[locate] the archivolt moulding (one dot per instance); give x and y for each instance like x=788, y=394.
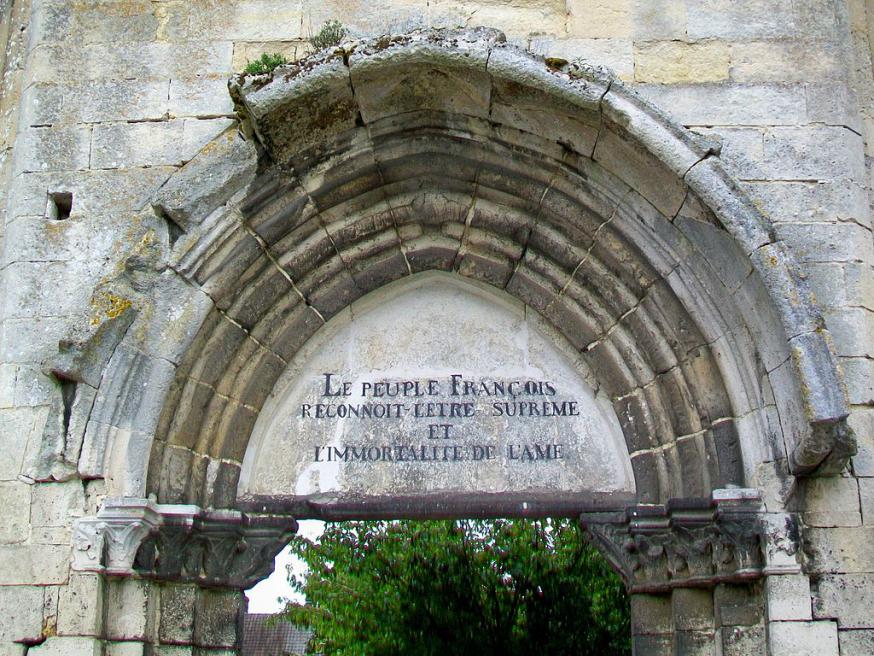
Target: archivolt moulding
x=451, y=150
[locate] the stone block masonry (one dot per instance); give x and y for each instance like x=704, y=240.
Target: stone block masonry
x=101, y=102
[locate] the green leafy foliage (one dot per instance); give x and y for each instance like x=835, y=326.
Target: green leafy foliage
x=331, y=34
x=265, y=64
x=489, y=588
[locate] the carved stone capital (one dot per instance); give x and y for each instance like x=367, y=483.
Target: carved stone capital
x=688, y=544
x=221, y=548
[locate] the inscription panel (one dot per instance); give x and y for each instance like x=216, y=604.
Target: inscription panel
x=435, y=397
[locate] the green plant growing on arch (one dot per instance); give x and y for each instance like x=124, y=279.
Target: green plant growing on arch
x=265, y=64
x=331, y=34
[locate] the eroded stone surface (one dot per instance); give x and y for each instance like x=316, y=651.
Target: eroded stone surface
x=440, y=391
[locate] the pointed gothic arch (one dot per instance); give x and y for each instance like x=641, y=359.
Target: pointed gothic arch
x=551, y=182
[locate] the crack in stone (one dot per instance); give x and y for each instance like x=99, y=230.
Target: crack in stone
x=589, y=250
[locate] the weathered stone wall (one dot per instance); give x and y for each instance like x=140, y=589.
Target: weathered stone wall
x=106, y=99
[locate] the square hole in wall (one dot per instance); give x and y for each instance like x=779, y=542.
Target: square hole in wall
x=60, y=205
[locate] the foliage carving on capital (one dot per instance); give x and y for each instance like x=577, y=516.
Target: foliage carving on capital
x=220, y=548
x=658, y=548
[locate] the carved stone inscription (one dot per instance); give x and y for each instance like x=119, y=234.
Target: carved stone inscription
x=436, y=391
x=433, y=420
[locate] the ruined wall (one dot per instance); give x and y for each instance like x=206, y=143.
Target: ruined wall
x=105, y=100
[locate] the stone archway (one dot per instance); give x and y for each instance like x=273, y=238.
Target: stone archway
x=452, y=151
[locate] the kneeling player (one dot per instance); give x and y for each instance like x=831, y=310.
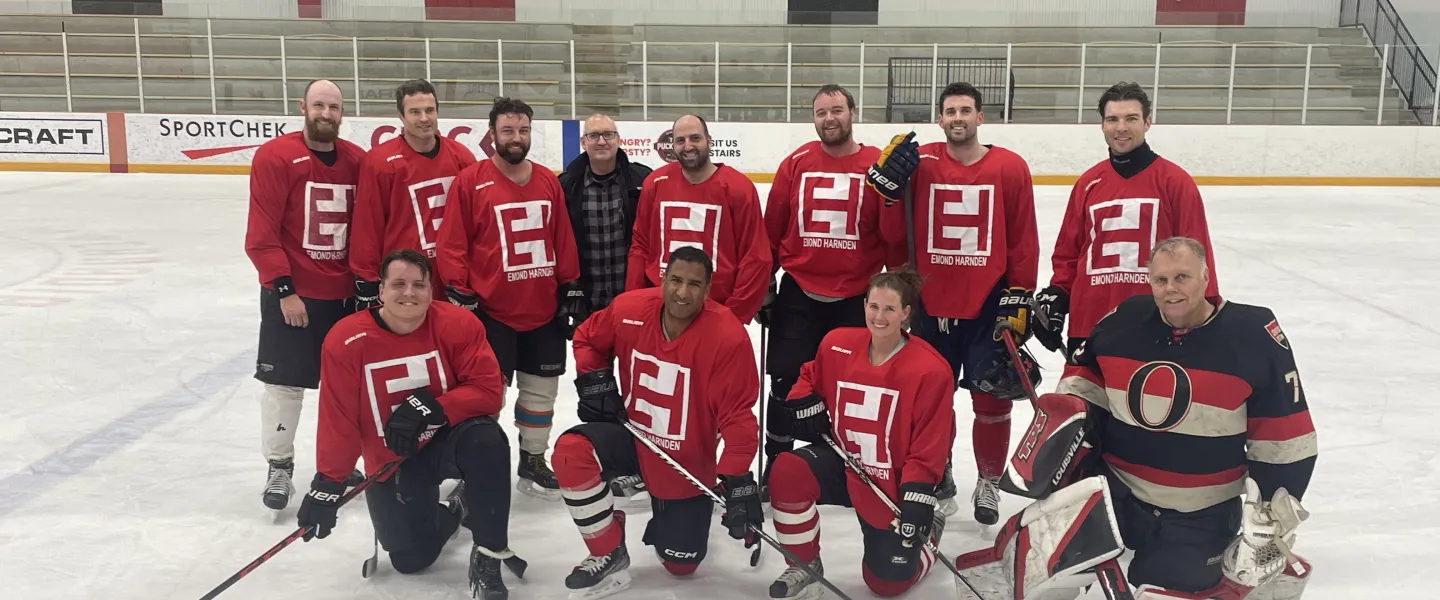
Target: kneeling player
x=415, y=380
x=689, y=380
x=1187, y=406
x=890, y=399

--

Required task
Except for the pictures, reproduce every line exactly.

Answer below
[locate] the archivolt moulding (one dot per instance); give x and y for each instance like x=788, y=394.
Target: archivolt moulding
x=451, y=150
[locate] the stone block masonry (one dot per instance); give x and y for each instance like x=704, y=240.
Target: stone block masonry
x=101, y=102
[locate] the green leafy foliage (one dot per instance); give x and y for each instance like x=835, y=326.
Target: green leafy foliage
x=331, y=34
x=265, y=64
x=489, y=588
[locate] the carved stone capital (one dot per instance); give x and y for each instance like x=367, y=483.
Target: carved stone capital
x=688, y=544
x=221, y=548
[locate] the inscription panel (one dot per instance); give x and y for each instance like x=216, y=604.
Target: inscription panel
x=435, y=397
[locate] the green plant growing on arch (one dot per instance); give x and y for each instance like x=124, y=279.
Target: green plant growing on arch
x=265, y=64
x=331, y=34
[locate] the eroded stone surface (one dot per instance); give x and y for each instance like x=316, y=651.
Target: eroded stone surface
x=440, y=391
[locate] the pointed gothic arch (one dot per instance); give x and y for each instance like x=641, y=359.
Target: pointed gothic arch
x=551, y=182
[locate] the crack in stone (one dot per instance); give x and y for each instance like x=99, y=230.
Target: crack in stone
x=589, y=250
[locate] the weathered stone wall (one dot per instance); give x and y for each instance like x=140, y=589.
Target: weathered stone wall
x=106, y=99
[locate] the square hole in wall (one dot per instance); give x and y for each instance like x=779, y=542.
Target: square hole in wall
x=60, y=205
[locate] the foliage carving on capital (one dot per instance); give x and y for each instance like x=577, y=516.
Target: foliage carving on capital
x=220, y=548
x=658, y=548
[locate] the carved stone inscription (one dot per instance); give x and y for each instance like x=119, y=234.
Target: carved stone inscription
x=436, y=391
x=433, y=420
[locate] the ruined wall (one dot per instance); give x and y for each instance like x=206, y=143.
Target: ruined wall
x=105, y=100
[locate] the stone archway (one dot per instance); give x and y for each instance like x=273, y=238.
Target: stone archway
x=452, y=151
[locate] the kneeling player (one dot per instance); give x and y for each instance like x=831, y=310.
Target: kneeling player
x=415, y=380
x=689, y=380
x=1187, y=406
x=890, y=399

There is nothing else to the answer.